— Stated exercise a —
According to the report on interseeding forage kochia, why was seed germination slow during the growing season?

— Extract provided —
● ● ● ● ●

In the spring of 2006 we received word that our $7,621.00 SARE grant had been approved. The title of the project is “Interseeding Forage Kochia in Established CRP Land for Enhanced Livestock and Wildlife Utilization.” The 114-acre test plot area included 20 plots, 47 feet wide by one mile long. Using ground equipment, the existing grass stand was reduced by 25% in 10 of the plots and 50% in the other 10 plots. On January 2, 2007, the plots were aerial seeded, with 2.2 lbs. of bulk seed planted per acre. The seeds were planted on top of 5-6 inches of snow. Throughout the growing season, the area received less than 50% of normal precipitation resulting in slow seed germination. As a result of late summer precipitation, the plots have experienced a 15-20% forage kochia germination rate. On July 27, as part of the USU Nephi dryland field day, a section on forage kochia including this project was presented. Forty-nine people attended the field day and received training on forage kochia.


The main objectives of the project include the following:
1: Establish a demonstration plot on interseeding forage kochia in existing CRP land.
2: Demonstrate the results of interseeding forage kochia in existing CRP land
3: Increase forage utilization by livestock and wildlife by interseeding forage kochia on existing CRP land.
4: Present the details of the plot as part of the training received on forage kochia during the USU Nephi Dryland Field Day.


On September 14 and 18, 2006, the plot ground work was finished. This included preparing 20 plots, each 47 feet wide by one mile long. Ten of the plots included one pass with a 47-foot chisel plow to thin the existing CRP stand to about 50%. The remaining 10 plots included two passes with the plow to thin the stand to about 25%. On September 15, the area received about ½ inch of rain, which delayed the ground work for two days. Later that fall, a visual observation was made of the test plots. From all indications, the goal of thinning the stands to a 50% and 25% level was accomplished.

● ● ● ● ●

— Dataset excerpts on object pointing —
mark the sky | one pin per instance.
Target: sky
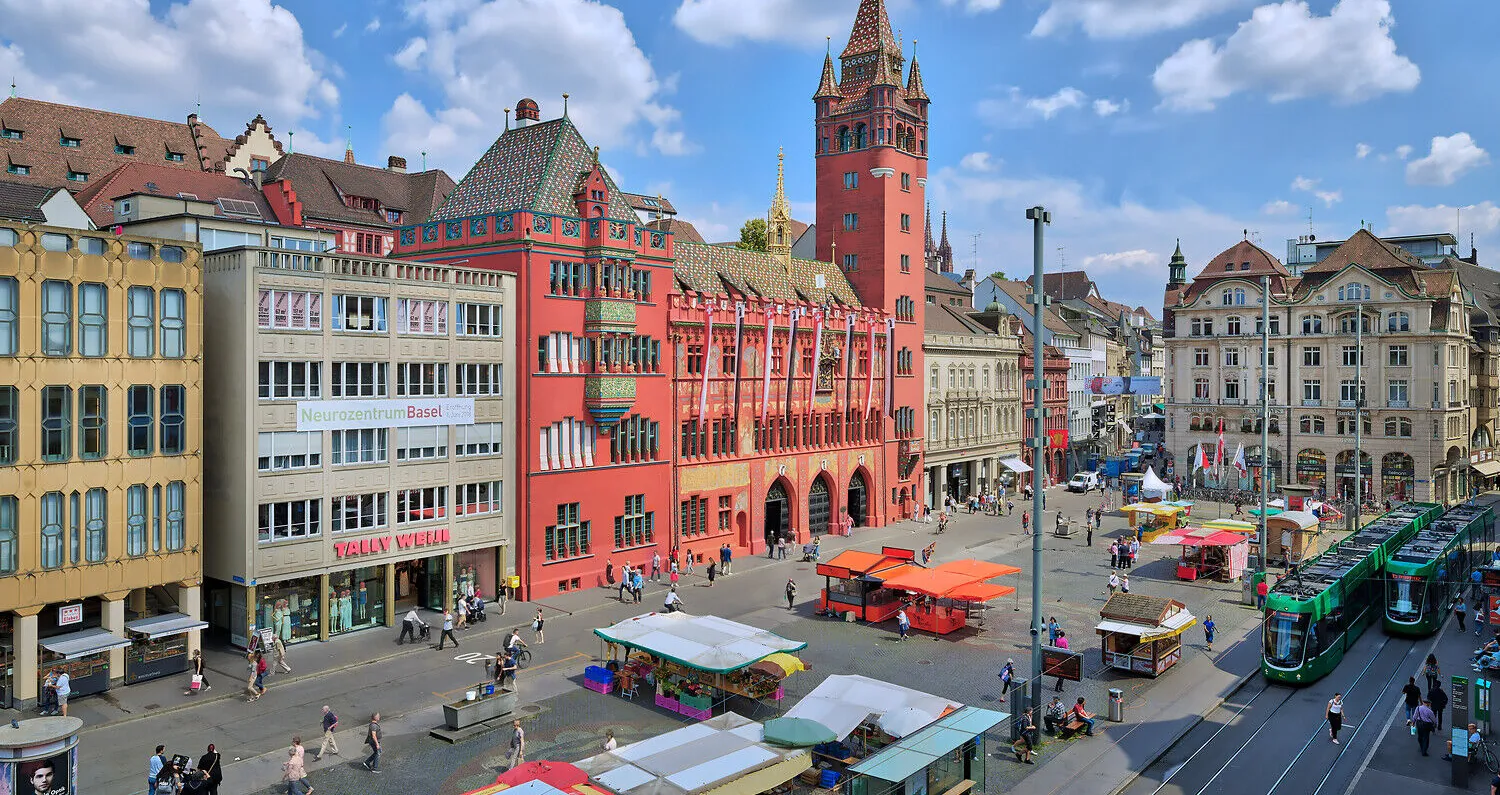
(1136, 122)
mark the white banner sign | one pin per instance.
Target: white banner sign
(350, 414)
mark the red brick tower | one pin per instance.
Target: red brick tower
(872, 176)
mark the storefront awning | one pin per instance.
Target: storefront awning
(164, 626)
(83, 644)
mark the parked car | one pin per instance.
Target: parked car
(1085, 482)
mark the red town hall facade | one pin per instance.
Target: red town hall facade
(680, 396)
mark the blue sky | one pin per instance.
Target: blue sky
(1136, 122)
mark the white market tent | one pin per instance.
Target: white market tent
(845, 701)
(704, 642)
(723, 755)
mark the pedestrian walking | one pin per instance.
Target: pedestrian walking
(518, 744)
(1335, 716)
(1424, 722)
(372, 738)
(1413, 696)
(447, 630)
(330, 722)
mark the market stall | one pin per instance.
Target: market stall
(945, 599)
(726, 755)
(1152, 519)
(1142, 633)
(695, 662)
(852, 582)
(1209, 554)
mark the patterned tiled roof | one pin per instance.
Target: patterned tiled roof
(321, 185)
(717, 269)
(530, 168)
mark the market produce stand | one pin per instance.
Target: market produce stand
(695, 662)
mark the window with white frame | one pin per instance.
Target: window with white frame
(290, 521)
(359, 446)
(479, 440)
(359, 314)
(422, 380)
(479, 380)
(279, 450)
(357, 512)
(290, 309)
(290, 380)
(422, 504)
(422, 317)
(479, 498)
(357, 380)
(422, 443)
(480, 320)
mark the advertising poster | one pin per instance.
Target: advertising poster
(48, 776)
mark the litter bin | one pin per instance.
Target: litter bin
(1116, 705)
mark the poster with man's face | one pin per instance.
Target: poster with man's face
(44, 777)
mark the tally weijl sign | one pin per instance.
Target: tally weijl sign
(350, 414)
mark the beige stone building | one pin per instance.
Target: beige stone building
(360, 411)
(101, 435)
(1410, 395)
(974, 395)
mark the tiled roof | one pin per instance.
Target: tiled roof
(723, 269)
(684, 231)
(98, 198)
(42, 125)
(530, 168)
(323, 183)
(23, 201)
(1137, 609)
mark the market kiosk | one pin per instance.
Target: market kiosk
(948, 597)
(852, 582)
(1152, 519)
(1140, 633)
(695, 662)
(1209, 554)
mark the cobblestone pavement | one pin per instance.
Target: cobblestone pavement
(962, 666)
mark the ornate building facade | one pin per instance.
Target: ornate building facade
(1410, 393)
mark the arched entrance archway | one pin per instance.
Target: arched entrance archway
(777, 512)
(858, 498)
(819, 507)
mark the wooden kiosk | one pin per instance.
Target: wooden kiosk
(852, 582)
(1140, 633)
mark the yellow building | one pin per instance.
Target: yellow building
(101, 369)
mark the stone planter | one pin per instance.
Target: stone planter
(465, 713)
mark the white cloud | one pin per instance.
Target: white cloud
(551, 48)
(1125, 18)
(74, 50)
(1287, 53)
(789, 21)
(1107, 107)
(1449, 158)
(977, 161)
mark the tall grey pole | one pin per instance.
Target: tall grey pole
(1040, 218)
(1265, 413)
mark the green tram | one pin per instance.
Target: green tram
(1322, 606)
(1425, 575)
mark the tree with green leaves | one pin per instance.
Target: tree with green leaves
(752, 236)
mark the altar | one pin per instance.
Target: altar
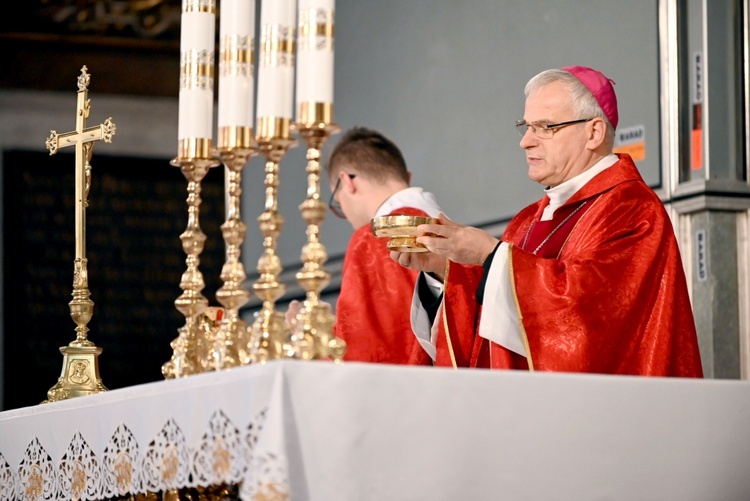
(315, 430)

● ● ● ● ●

— Stated exercise b —
Format the entries from the line with "mark the red brick" up to and including the line with "(1085, 482)" as a two-column CSV with the columns request and answer. Give one row per request, with each value in a single quoted field and line breaks turned into spaces.

— Exercise response a —
Germination was slow because the area received less than 50% of normal precipitation throughout the growing season.

— Exercise response b —
request,answer
"mark the red brick tower | one pin per instance. Target: red brick tower","(872, 176)"
"mark the storefront awning | one pin per instance. Target: storefront awning","(164, 626) (83, 644)"
"mark the parked car | one pin per instance. Target: parked car","(1085, 482)"